[Article]
Question

Derivative question

Answer 1

y = (log base 5(tan3x))(5^(x^3-7))

Hopefully that is clear... the 5 is being raised to (x^3 - 7)

Answer 2

I need to find the derivative

Answer 3

Here is what I have:

(log base 4(tan3x))(3ln(5)x^2)(5^(x^3 - 7)) + (5^(x^3-7))(ln(tan3x)/ln4)

Answer 4

I know, it's a lot... is the derivative of log base 4 of tan3x equal to ln(tan3x)/ln(4) ?

Answer 5

i'll try and latex the question first

Answer 6

latex the question? what does that mean :P

Answer 7

\(y = (\log_5 (tan3x))(5^{x^3-7})\) ??

Answer 8

latex = typeset

Answer 9

but yes, to answer yr question...

\(\dfrac{d}{dx} \left( \log_4 (\tan 3x)\right) = \dfrac{d}{dx} \left( \dfrac{\ln (\tan 3x)}{\ln 4}\right) \)

Answer 10

All right except the base should be 4, sorry

Answer 11

Does my answer to the orig. question look right?

Answer 12

let me do it.

few mins

Answer 13

thanks :)

Answer 14

you're using the product rule but i don't think you have differentiated one of the terms

\(\dfrac{d}{dx} (5^{x^3 - 7}) = (5^{x^3 - 7}) (3x^2) (\ln 5) \) so that bit is right

but \(\dfrac{d}{dx} (\log_4 ( \tan 3x)) = \dfrac{d}{dx} \dfrac{\ln (\tan 3x )}{\ln 4}\)

\(= \dfrac{1}{\tan (3x)} * \dfrac{\sec^2 (3x) * 3}{\ln 4}\)

Answer 15

ie i can't see that last bit in your answer

Answer 16

if zep is here to the rescue, i may bail :-)

Answer 17

haha xD lemme look over my work... one sec

Answer 18

zep to the rescue!

Answer 19

no rush

Answer 20

lol seems like no rescue needed here XD

Answer 21

So \[\ln(\tan3x)/\ln4\] is not the derivative of log base 4 of tan3x? I have to take the derivative of that?

[Written problem] Please state what the thread says "latex" means. The listing is separate material, unrelated to the thread.

[Data excerpt]
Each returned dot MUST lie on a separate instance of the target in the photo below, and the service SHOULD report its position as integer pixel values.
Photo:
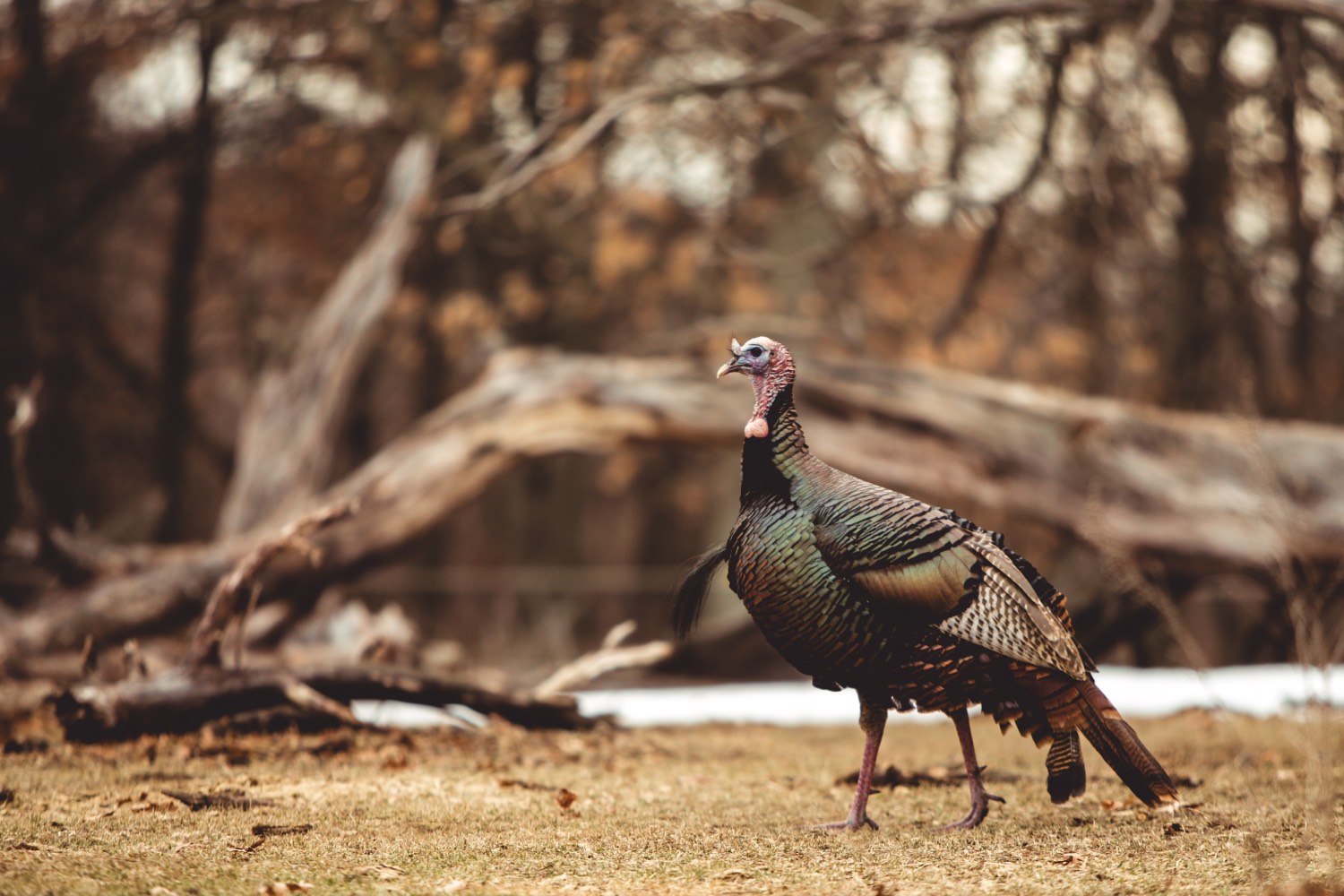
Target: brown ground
(699, 810)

[Task result] It means typeset.